* **Excerpt to read**:
=== Begin Enclosure ===

I think some people find it comforting to attribute as much as possible to human error, rather than simply acknowledge that this is a shit situation nature has thrown at us.
So the 'if only the government had done X,Y, Z' and 'if only people weren't so selfish' is a way of deflecting from the fact that life is sometimes utterly shit.
That's not to say the UK didn't clearly make mistakes in their response, of course they did. But some very important things were well handled (the vaccine task force, the rollout) and there's a mindset among certain posters on here that simply won't acknowledge this.
There were SO many variables impacting how countries were affected and how they handled it. Geographical, cultural, legal, societal, impact of past infection, the state of various health services, general health of the nation, past experiences with China, age of population, incidence of co-morbidities in population, extent of planning for events like these, pharmaceutical presence, timings of infection. I could go on and on.
So yes, I'd like to see a global enquiry, but it would have to take into account all these factors. There absolutely wasn't a one size fits all approach to handling Covid and ultimately better results came from working to individual nations strengths rather than against them.

=== End Enclosure ===

[Data taken from a collection]
=== Begin Enclosure ===

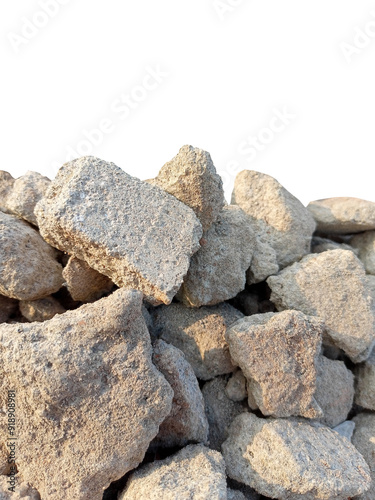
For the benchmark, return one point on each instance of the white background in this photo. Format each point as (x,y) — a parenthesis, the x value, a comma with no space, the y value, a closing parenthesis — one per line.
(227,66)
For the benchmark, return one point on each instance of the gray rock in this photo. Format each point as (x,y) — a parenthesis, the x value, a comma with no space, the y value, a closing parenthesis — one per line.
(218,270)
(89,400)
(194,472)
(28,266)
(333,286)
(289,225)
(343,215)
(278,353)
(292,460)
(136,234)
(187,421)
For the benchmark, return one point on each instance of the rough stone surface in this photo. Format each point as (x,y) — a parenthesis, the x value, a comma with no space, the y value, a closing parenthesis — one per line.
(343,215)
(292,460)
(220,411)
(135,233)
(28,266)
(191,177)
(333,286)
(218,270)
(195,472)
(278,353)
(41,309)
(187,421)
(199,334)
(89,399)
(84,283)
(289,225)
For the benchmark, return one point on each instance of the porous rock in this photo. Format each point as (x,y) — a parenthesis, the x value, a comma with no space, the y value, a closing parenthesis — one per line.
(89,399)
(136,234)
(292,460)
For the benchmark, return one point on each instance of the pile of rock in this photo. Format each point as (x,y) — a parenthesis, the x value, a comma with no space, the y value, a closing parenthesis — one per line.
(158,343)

=== End Enclosure ===

* **Your instructions**:
In the post about the Covid response, which two things does the writer say the UK handled well? Please note that this data has no connection to the post about the Covid response.

* **Output of the task**:
The vaccine task force and the rollout.